Instructions for the task -
Lay out the material below as a JSON list of strings, one string per line with blank lines left out, starting at the first line and ending at the line that contains "0,167,350,215".
+++
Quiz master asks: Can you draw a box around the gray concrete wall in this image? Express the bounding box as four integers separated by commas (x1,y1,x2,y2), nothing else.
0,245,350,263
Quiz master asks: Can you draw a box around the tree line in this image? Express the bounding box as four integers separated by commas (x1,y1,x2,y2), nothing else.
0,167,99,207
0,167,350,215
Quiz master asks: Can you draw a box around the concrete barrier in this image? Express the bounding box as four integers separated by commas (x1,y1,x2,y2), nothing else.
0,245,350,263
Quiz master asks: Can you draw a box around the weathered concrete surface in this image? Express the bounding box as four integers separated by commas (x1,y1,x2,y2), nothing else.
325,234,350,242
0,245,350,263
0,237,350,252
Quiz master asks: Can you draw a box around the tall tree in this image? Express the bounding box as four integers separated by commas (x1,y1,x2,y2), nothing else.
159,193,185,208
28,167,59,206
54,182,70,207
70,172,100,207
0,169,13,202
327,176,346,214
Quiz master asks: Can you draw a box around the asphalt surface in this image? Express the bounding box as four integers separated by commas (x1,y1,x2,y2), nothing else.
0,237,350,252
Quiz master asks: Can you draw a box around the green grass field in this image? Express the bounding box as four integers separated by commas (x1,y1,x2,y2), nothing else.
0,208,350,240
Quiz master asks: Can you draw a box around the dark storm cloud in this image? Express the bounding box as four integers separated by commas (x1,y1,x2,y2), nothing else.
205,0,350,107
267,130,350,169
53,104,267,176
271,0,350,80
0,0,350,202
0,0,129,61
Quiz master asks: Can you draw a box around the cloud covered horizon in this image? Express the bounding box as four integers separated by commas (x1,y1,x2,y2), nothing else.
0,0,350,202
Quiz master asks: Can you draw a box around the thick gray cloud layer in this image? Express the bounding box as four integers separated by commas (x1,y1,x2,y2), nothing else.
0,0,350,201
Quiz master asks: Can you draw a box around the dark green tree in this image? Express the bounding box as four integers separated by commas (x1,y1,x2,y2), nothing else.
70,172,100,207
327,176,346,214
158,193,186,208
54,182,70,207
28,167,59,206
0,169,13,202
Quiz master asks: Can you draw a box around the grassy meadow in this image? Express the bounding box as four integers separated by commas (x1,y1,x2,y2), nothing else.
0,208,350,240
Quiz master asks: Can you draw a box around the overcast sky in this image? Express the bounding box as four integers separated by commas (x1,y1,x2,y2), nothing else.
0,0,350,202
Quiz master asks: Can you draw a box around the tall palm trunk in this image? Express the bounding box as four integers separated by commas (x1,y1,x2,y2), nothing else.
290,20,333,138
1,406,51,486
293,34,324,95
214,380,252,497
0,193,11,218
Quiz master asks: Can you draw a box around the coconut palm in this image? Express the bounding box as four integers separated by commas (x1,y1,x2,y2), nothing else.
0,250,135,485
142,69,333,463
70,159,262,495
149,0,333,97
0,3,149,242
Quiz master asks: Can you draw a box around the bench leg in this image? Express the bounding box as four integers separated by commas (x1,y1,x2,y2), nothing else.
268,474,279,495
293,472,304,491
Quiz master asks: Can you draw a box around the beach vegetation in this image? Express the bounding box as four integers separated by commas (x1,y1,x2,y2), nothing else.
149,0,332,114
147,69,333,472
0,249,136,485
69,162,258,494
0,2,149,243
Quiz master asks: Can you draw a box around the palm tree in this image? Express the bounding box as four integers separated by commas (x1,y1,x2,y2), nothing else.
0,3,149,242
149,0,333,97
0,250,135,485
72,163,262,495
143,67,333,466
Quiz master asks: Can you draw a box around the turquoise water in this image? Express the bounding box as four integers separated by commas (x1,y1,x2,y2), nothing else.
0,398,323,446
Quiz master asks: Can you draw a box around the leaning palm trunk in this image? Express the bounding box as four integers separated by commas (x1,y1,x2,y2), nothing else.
+++
Output for this exercise -
[
  "Quiz master asks: Can you draw a box around the gray concrete wall in this image? Express the bounding box as four integers separated by commas (x1,y1,x2,y2), nothing else.",
  "0,245,350,263",
  "Quiz master asks: Can you draw a box around the tree line in this image? Express the bounding box as four integers separated by commas (x1,y1,x2,y2), nothing else.",
  "0,167,99,207",
  "0,167,350,215"
]